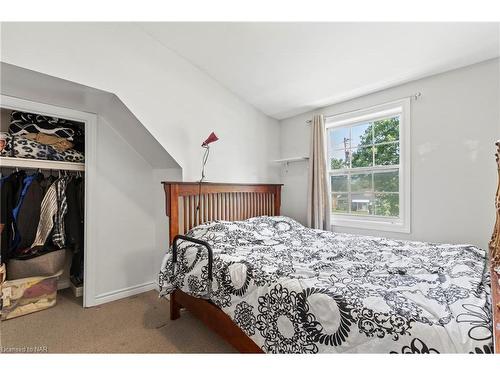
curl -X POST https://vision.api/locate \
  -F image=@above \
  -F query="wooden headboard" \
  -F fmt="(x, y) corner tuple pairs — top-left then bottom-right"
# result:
(163, 181), (282, 244)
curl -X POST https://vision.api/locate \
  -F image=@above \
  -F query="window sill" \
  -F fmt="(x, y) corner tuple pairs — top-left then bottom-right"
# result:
(331, 215), (410, 233)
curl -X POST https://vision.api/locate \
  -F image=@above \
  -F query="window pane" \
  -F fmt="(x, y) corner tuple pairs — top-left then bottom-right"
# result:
(375, 193), (399, 217)
(351, 193), (374, 215)
(373, 116), (399, 143)
(351, 173), (373, 191)
(331, 174), (349, 191)
(351, 147), (373, 168)
(373, 171), (399, 193)
(330, 150), (349, 169)
(375, 143), (399, 165)
(328, 127), (350, 150)
(351, 122), (373, 147)
(332, 193), (349, 213)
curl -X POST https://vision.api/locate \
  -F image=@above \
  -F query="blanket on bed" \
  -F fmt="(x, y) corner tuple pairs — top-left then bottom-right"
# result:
(159, 216), (493, 353)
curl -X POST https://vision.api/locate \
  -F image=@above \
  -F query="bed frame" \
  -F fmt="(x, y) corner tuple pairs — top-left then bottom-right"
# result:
(163, 153), (500, 353)
(489, 140), (500, 353)
(163, 181), (282, 353)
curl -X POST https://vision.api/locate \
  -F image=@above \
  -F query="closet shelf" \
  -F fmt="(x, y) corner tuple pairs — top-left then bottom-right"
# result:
(0, 156), (85, 171)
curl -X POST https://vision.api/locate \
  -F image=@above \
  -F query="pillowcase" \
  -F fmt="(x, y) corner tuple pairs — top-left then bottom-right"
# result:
(9, 111), (85, 152)
(0, 134), (85, 163)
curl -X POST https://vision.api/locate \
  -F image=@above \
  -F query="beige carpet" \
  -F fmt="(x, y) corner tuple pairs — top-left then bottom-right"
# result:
(0, 289), (235, 353)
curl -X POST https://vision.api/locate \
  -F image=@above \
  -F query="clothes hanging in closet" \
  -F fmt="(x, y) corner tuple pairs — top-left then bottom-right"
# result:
(1, 171), (84, 273)
(0, 171), (25, 263)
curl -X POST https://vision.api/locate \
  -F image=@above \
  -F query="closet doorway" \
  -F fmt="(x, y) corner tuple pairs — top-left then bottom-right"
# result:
(0, 95), (97, 316)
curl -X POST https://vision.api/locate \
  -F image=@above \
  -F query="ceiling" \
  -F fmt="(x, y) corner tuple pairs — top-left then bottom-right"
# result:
(139, 22), (500, 119)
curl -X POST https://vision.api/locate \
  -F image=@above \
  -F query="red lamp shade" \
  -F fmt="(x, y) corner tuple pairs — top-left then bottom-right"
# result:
(201, 132), (219, 147)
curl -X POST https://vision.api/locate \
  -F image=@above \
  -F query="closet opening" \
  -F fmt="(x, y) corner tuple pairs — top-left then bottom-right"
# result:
(0, 96), (93, 320)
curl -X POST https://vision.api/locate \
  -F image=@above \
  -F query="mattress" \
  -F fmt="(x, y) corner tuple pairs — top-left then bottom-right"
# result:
(159, 216), (493, 353)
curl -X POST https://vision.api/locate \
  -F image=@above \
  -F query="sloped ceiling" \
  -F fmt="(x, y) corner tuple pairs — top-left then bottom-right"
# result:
(138, 22), (499, 119)
(0, 62), (180, 168)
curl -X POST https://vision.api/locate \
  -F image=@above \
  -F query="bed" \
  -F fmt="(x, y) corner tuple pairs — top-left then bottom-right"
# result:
(159, 176), (493, 353)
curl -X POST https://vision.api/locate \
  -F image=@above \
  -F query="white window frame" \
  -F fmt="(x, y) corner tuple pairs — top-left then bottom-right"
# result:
(325, 98), (411, 233)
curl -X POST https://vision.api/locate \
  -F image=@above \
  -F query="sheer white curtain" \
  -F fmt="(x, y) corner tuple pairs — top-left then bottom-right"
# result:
(307, 115), (330, 230)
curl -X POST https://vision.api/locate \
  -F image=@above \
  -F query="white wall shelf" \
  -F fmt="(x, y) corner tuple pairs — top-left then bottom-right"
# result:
(273, 156), (309, 164)
(0, 156), (85, 171)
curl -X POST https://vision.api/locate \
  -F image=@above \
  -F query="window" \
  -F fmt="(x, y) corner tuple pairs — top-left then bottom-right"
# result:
(326, 99), (410, 233)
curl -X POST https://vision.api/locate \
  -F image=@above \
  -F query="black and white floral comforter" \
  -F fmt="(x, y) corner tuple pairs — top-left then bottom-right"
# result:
(159, 216), (492, 353)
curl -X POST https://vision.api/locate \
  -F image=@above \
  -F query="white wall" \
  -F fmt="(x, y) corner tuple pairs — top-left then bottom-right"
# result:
(280, 59), (500, 248)
(1, 23), (279, 182)
(0, 23), (279, 303)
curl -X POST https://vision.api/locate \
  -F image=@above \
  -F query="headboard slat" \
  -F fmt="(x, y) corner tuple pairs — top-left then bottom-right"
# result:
(163, 181), (282, 244)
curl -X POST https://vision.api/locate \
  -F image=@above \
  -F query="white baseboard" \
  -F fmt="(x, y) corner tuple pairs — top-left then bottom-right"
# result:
(92, 281), (156, 306)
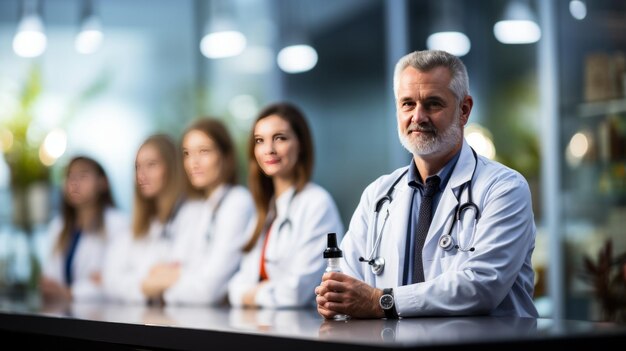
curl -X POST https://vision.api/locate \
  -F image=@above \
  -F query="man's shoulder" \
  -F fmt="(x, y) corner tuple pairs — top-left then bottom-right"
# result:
(475, 157), (528, 192)
(365, 166), (409, 197)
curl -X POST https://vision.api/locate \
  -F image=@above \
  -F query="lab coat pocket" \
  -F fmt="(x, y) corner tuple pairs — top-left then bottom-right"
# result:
(431, 250), (461, 276)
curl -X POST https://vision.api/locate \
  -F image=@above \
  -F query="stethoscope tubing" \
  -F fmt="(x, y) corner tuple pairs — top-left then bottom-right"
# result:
(359, 148), (480, 275)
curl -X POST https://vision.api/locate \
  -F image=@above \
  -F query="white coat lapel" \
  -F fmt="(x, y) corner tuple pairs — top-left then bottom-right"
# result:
(377, 176), (412, 286)
(424, 141), (476, 252)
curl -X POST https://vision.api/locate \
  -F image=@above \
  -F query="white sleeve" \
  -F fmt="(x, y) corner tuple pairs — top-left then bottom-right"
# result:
(394, 177), (535, 316)
(255, 192), (343, 308)
(228, 220), (263, 307)
(41, 216), (65, 285)
(164, 188), (254, 304)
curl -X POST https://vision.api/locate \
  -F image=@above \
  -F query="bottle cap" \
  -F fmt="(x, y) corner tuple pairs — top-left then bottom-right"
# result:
(324, 233), (343, 258)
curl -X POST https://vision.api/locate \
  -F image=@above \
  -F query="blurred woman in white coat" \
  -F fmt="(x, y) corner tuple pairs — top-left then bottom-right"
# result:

GIVEN REQUEST –
Rewrite all of the records above, changing "https://vision.api/locate" to "https://vision.api/detect" and keeping everything else the same. Leave the pictures out of your answer.

THE SOLUTION –
curl -X POST https://vision.api/detect \
  -F image=@above \
  -F query="wooden headboard" \
  -F fmt="(x, y) corner tuple pairs — top-left then bottom-right"
# result:
(163, 181), (282, 244)
curl -X POST https://vision.api/detect \
  -F image=@above \
  -F query="window sill" \
  -F fmt="(x, y) corner tuple pairs — top-left then bottom-right"
# result:
(331, 215), (410, 233)
curl -X POST https://vision.api/detect \
  -F image=@above \
  -F query="window pane" \
  -F fmt="(x, y) corner tuple pairs — top-left then bottom-right"
# result:
(375, 193), (399, 217)
(351, 193), (374, 215)
(373, 116), (399, 143)
(351, 173), (373, 191)
(331, 174), (349, 191)
(351, 147), (373, 168)
(373, 171), (399, 193)
(330, 150), (349, 169)
(375, 143), (399, 165)
(328, 127), (350, 150)
(351, 122), (373, 147)
(332, 193), (349, 213)
curl -X POST https://vision.api/detect \
  -F image=@above \
  -F query="blanket on bed" \
  -F fmt="(x, y) corner tuple pairs — top-left then bottom-right"
# result:
(159, 216), (493, 353)
curl -X POST https://vision.api/detect \
  -F image=@above \
  -F query="bed frame" \
  -F fmt="(x, y) corner tuple pairs — top-left then bottom-right"
# result:
(163, 153), (500, 353)
(489, 140), (500, 353)
(163, 181), (282, 353)
curl -X POST https://vision.api/detect \
  -F image=@above \
  -F query="closet shelf" \
  -F fmt="(x, y) corner tuple pairs — top-left then bottom-right"
# result:
(0, 156), (85, 171)
curl -X POST https://vision.api/detect \
  -F image=@above \
  -F query="pillowcase" \
  -F fmt="(x, y) corner tuple pairs — top-left then bottom-right"
# result:
(9, 111), (85, 152)
(0, 134), (85, 163)
curl -X POST https://vision.api/detect \
  -F image=@above \
  -F query="beige carpet" \
  -F fmt="(x, y) corner tuple pairs — top-left then bottom-right"
# result:
(0, 289), (235, 353)
curl -X POST https://vision.api/detect \
  -F image=@above \
  -F query="clothes hanging in closet" \
  -F fmt="(x, y) corner tuple pairs — top-left then bottom-right"
# result:
(1, 171), (84, 273)
(0, 171), (25, 263)
curl -X POST https://vision.api/detect \
  -F image=@above \
  -F query="closet doorway" \
  -F fmt="(x, y) corner tuple pairs — top-left then bottom-right"
# result:
(0, 95), (97, 316)
curl -X POST https://vision.api/detect \
  -F image=@above \
  -F query="ceiling" \
  -F fmt="(x, y) corner tuple pairs — top-left then bottom-right"
# result:
(139, 22), (500, 119)
curl -X POST https://vision.api/detect \
  -F image=@above \
  -F query="red lamp shade" \
  -F fmt="(x, y) corner tuple pairs — top-left then bottom-right"
# result:
(201, 132), (219, 147)
curl -X POST https://vision.api/detect \
  -F image=@above \
  -F query="closet opening" \
  -F fmt="(x, y) corner tuple pairs — top-left then bottom-right"
# result:
(0, 96), (93, 320)
curl -X POST https://vision.api/detect \
  -F image=@above \
  -F query="mattress" \
  -F fmt="(x, y) corner tuple pairs — top-left then bottom-right"
# result:
(159, 216), (493, 353)
curl -X POST https://vision.api/detect \
  -F image=@above \
  -F query="sloped ceiling" \
  -F fmt="(x, y) corner tuple pairs — top-left then bottom-right"
# result:
(138, 22), (499, 119)
(0, 62), (180, 168)
curl -X POST https://vision.api/detect \
  -F image=@above \
  -F query="bed" \
  -F fmt="(x, y) corner tuple pairs — top-left then bottom-right"
# result:
(159, 176), (493, 353)
curl -X POST https://vision.api/detect \
  -F image=@above \
  -F query="white window frame" \
  -F fmt="(x, y) corner tuple pairs — top-left then bottom-right"
# result:
(325, 98), (411, 233)
curl -X POST https://vision.api/detect \
  -F image=@above \
  -F query="sheer white curtain" \
  -F fmt="(x, y) corner tuple pairs — top-left then bottom-right"
# result:
(307, 115), (330, 230)
curl -X POST https://vision.api/detect \
  -F image=@above \
  -F query="white wall shelf" \
  -F fmt="(x, y) corner tuple pairs — top-left then bottom-right"
# result:
(273, 156), (309, 164)
(0, 156), (85, 171)
curl -X POST https://vision.api/detect \
  -F image=@above \
  -F query="window" \
  -F fmt="(x, y) corner tuple pairs — top-left then bottom-right"
# result:
(326, 99), (410, 233)
curl -X POST https://vision.api/detect \
  -F image=@above \
  -F query="black and white floral comforter" \
  -F fmt="(x, y) corner tuple pairs — top-left then bottom-right"
# result:
(159, 216), (492, 353)
curl -X POST https://vision.api/detect \
  -F image=@above \
  -F query="white wall" \
  -F fmt="(x, y) corner tuple pairs — top-left then bottom-right"
# result:
(280, 59), (500, 248)
(1, 23), (279, 182)
(0, 23), (279, 303)
curl -X POST https://vision.api/detect \
  -F image=@above \
  -F query="headboard slat" \
  -F fmt="(x, y) corner tuple pairs — top-left then bottom-right"
# result:
(163, 181), (282, 244)
curl -X POST https://vision.api/detect \
  -F image=@above \
  -F query="white baseboard" \
  -F fmt="(x, y) corner tuple pairs — top-left then bottom-right"
# result:
(92, 281), (156, 306)
curl -X POST https://vision.api/detect \
  -F image=@above \
  -F query="man's shoulder" \
  -F fmt="(x, y) corner tuple pairs — top-left then bottom-right"
# result:
(475, 157), (528, 192)
(365, 166), (409, 197)
curl -X POST https://vision.api/detect \
  -F image=@above \
  -F query="lab coat pocket" \
  -F fmt="(x, y) corner tuple pairs — top-left then bottom-right"
# result:
(431, 250), (461, 276)
curl -X POST https://vision.api/detect \
  -F image=@above \
  -F query="stethoscope tubing" \
  -F fmt="(x, y) corner tuple pairs — top-left then bottom-right"
# result:
(359, 148), (480, 275)
curl -X POST https://vision.api/detect \
  -F image=@above \
  -F query="white coat lapel" \
  -F fmt="(x, y) corner tuple pairs — top-left then bottom-right"
# result:
(377, 176), (412, 286)
(424, 141), (476, 252)
curl -X POST https://vision.api/detect \
  -F image=@above \
  -F query="white sleeve" \
  -F fmt="(x, y) corner tuple pairs — top-left then bottom-right"
# result:
(394, 177), (535, 316)
(255, 192), (343, 308)
(228, 220), (263, 307)
(41, 216), (65, 285)
(164, 188), (254, 304)
curl -X POST https://vision.api/detect \
  -F image=@above \
  -F query="bottle cap" \
  -F fmt="(x, y) corner tuple pairs — top-left then bottom-right"
# result:
(324, 233), (343, 258)
curl -X POST https://vision.api/detect \
  -F image=@above \
  -F query="blurred woman in white coat" \
  -F fmt="(x, y) corner tuple pairs — top-left then bottom-right"
# result:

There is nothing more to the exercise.